_Work to do:_
Copy each of the records below character for character, making no changes of any kind.

_Given data:_
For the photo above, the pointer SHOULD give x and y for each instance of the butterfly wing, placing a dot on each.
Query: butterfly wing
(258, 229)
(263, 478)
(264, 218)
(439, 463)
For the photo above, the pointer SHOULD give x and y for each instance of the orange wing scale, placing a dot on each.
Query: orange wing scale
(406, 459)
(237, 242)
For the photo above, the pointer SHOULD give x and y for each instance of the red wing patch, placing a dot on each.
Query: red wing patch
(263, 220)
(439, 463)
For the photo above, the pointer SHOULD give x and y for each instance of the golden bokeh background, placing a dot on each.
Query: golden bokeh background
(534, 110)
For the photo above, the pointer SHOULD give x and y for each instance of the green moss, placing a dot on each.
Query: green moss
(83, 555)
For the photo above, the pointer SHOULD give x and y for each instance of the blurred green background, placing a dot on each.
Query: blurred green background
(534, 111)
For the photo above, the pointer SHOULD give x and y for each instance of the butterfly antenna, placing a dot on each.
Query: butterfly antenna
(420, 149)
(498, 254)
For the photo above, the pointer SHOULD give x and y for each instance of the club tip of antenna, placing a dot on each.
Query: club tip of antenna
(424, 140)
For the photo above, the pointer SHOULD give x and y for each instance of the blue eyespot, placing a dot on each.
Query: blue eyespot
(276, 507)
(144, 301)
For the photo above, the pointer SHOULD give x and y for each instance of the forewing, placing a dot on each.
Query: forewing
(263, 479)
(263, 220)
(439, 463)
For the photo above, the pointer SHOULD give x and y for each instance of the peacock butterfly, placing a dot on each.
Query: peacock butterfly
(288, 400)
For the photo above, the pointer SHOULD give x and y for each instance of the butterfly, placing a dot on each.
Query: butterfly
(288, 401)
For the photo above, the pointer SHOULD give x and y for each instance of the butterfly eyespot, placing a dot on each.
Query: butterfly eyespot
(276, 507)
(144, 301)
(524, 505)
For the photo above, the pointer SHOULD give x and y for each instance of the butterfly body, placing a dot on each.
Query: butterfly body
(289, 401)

_Full solution:_
For the photo above, the pointer SHOULD give x and y for each instance of the butterfly wing, placing a dot on each.
Query: butterfly wing
(258, 229)
(263, 478)
(264, 218)
(439, 463)
For the photo above, the pointer SHOULD give x and y for each instance of the orange wing scale, placing a dot on each.
Query: orange wing scale
(406, 459)
(237, 242)
For the photo above, the pointer SHOULD give x and y for each instance of the red wing patch, placing a dot on each.
Query: red wing patch
(263, 220)
(439, 463)
For the photo above, the pointer SHOULD give x and y for each instance of the golden bokeh background, placing a dot on each.
Query: golden bokeh background
(534, 110)
For the photo above, the pointer SHOULD give x and y for each instance of the green moss, placing a dot on each.
Query: green moss
(83, 555)
For the photo above, the pointer SHOULD give x and y for each instance of the blurred green background, placing a dot on each.
Query: blurred green background
(534, 111)
For the photo above, the pointer SHOULD give x and y for each instance of the butterfly antenna, placing a dot on each.
Query: butterfly antenna
(420, 149)
(498, 254)
For the photo above, the pointer SHOULD give x and y for each instance of the club tip of antenna, placing a dot on each.
Query: club tip of antenna
(424, 140)
For the photo above, the pointer SHOULD give x and y for each instance of the blue eyespot, placing a dot on each.
Query: blue eyespot
(276, 507)
(144, 301)
For the photo above, the pointer SHOULD give x and y for each instance of the forewing, placing a dot on each.
Query: forewing
(263, 479)
(263, 220)
(439, 463)
For the photo above, the pointer SHOULD give x and y for each instance of the peacock butterfly, placing a dot on each.
Query: peacock butterfly
(288, 400)
For the photo above, the pointer SHOULD give x and y for each instance of the butterfly, placing a dot on each.
Query: butterfly
(288, 401)
For the photo above, the pointer SHOULD give x and y for each instance of the butterfly eyespot, placing a dot on each.
Query: butterfly eyespot
(276, 507)
(144, 301)
(524, 505)
For the photo above, the pointer SHOULD give x and y for each instance of the butterfly body, placing a dot on each.
Query: butterfly body
(289, 401)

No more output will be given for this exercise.